§ **Work instructions**
Reproduce the data below exactly, line for line, but leave the pictures out.
-------- Input --------
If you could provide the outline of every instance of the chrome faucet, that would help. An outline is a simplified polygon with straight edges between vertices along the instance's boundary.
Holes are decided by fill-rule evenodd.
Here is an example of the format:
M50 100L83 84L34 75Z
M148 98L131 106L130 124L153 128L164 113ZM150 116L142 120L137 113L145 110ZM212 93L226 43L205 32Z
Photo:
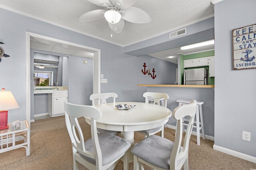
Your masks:
M54 90L59 90L59 88L57 87L57 86L58 86L58 82L56 83L56 87L54 88Z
--------
§ **Solution to this exercise**
If you could provide the outline of every instance of the chrome faucet, that would help. An outline is a simplified polygon with straight edges between vertices along the instance's boundary.
Holes are decided by fill-rule evenodd.
Here is an example of the format:
M50 100L83 84L34 75Z
M148 98L131 106L130 124L153 128L164 113ZM150 116L142 120L137 113L145 110ZM212 93L226 43L205 32Z
Photo:
Your masks:
M54 90L59 90L59 88L57 87L57 86L58 86L58 82L56 83L56 87L54 88Z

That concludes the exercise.